*** Block opens ***

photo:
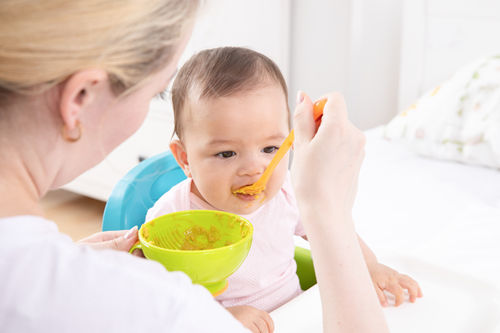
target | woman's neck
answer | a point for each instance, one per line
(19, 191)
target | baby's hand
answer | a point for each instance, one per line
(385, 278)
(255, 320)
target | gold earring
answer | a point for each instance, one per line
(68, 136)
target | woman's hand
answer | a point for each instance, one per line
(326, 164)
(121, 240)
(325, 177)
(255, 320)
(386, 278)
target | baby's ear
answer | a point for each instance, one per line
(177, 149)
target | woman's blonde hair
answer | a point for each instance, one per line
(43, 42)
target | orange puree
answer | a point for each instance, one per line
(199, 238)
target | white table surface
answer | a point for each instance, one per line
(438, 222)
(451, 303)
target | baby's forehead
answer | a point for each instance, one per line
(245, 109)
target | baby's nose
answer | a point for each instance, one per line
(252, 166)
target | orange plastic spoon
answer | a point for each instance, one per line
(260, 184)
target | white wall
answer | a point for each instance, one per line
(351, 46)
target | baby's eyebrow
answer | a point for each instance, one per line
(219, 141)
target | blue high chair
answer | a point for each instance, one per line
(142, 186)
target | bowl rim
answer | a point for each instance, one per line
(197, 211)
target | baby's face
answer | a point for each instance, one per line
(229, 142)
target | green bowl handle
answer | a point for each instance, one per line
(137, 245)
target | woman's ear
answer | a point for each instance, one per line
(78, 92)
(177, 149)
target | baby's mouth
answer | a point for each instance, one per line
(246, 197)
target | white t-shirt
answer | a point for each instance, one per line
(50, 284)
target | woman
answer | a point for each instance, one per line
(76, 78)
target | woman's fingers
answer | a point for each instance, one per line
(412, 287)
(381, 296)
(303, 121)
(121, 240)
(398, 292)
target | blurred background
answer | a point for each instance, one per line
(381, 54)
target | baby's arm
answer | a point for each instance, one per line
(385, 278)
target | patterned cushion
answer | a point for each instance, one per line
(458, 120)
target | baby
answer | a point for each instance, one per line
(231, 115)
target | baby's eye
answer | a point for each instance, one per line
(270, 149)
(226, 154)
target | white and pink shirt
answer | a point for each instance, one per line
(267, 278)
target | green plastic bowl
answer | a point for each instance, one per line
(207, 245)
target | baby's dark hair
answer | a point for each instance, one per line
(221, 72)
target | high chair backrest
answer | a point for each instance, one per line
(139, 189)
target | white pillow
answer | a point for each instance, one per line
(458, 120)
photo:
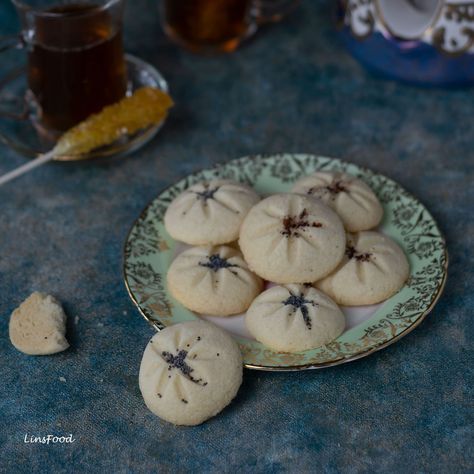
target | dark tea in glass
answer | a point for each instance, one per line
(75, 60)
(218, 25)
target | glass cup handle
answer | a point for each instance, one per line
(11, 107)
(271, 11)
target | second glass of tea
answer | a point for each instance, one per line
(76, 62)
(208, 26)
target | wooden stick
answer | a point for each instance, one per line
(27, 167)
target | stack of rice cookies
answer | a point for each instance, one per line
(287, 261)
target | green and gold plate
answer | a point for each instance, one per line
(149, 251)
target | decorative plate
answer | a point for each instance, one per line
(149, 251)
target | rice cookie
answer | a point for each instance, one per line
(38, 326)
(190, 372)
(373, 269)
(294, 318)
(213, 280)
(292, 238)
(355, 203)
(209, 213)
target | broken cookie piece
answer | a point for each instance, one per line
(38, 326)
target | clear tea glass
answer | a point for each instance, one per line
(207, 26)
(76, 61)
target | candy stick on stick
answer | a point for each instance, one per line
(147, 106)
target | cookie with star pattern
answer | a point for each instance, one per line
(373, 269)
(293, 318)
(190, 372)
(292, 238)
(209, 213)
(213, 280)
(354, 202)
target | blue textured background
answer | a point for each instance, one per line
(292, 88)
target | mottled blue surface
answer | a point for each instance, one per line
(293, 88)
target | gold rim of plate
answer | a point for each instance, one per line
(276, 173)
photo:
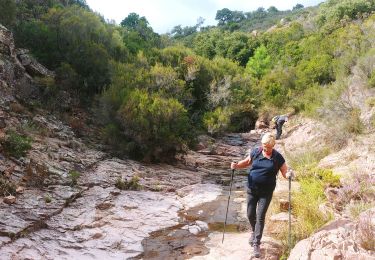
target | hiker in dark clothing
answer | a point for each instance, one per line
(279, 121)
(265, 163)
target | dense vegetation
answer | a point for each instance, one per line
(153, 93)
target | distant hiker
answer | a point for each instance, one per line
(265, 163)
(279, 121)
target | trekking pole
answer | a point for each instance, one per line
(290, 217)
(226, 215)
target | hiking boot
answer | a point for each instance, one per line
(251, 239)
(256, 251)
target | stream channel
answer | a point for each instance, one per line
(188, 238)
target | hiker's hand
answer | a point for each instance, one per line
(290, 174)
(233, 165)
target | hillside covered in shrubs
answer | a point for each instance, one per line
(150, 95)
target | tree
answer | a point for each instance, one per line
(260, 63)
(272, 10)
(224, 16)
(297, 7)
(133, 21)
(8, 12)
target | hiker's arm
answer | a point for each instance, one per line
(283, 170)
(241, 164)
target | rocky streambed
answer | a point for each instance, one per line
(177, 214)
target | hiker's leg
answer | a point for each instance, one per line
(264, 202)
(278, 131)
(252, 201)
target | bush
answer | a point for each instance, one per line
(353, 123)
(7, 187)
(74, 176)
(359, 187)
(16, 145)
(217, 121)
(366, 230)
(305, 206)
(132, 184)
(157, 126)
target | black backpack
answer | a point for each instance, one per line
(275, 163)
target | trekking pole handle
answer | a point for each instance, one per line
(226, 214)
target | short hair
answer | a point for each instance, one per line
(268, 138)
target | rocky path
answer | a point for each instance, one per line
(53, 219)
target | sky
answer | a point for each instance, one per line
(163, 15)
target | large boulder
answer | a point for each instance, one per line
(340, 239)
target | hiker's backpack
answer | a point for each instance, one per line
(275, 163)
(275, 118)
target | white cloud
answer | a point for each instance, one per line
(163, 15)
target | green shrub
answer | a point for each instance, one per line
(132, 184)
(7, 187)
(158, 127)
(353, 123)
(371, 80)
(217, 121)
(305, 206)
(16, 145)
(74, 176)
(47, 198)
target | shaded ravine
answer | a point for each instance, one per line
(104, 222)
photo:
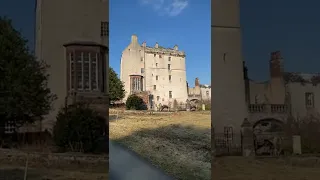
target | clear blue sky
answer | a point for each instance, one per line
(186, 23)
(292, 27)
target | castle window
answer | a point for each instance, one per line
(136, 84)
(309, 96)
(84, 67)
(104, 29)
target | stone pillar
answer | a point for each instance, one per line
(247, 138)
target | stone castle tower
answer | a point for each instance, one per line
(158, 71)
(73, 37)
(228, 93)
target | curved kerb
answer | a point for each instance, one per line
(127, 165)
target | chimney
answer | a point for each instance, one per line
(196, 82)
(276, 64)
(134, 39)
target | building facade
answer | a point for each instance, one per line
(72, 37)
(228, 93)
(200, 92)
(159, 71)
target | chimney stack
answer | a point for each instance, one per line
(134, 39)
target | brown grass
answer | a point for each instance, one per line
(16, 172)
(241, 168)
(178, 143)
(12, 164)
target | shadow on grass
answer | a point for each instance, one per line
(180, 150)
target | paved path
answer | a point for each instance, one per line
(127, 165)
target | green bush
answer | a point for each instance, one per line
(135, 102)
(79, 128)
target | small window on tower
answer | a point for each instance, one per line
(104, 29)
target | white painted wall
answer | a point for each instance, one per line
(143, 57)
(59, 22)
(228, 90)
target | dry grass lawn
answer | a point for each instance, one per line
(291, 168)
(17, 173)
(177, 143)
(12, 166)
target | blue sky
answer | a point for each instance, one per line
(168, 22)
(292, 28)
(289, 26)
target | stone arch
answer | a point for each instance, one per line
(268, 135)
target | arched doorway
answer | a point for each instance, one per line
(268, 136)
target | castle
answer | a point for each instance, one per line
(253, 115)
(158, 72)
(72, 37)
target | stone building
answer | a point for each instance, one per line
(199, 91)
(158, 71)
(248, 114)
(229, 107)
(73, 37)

*** Block closes ***
*** Block opens ***

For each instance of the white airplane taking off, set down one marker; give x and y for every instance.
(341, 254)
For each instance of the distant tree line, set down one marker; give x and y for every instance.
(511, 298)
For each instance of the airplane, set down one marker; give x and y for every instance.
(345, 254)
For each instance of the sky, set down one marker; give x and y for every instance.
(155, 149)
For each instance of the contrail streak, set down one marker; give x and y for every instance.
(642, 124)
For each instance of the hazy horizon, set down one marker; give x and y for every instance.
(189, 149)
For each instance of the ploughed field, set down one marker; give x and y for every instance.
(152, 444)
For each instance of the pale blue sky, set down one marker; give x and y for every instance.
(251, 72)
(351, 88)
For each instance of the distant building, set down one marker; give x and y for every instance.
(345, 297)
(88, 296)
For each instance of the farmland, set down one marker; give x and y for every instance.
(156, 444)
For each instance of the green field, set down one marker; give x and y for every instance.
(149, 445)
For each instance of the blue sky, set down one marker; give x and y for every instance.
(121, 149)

*** Block closes ***

- [Your instructions]: Reproduce verbatim only the segment of the listing bounded by the line containing "target | baby's nose" and the line containing "target | baby's arm", with both boundary lines included.

- [Task answer]:
target | baby's nose
answer | a point for each instance, one per line
(252, 166)
target | orange plastic spoon
answer | a point for each instance, one per line
(260, 184)
target | white wall
answer | a point for each instance, one per line
(351, 46)
target | baby's eyebrow
answer | a point for each instance, one per line
(219, 141)
target | blue high chair
answer | a point for each instance, one per line
(142, 186)
target | bowl rim
answer | a point for each instance, one per line
(197, 211)
target | baby's face
answer | a point for each instance, one per line
(229, 142)
target | green bowl handle
answer | a point for each instance, one per line
(137, 245)
target | woman's ear
answer | a point for each instance, one per line
(78, 92)
(177, 149)
target | baby's mouth
answer | a point for each instance, one per line
(246, 197)
target | white t-shirt
answer | a point for each instance, one per line
(50, 284)
target | woman
answer | a point for each instance, one per line
(76, 78)
target | woman's fingers
answer | a point for each instance, one per line
(412, 287)
(381, 296)
(303, 121)
(121, 240)
(398, 292)
target | blurred background
answer | a point for each instance, one per line
(381, 54)
target | baby's arm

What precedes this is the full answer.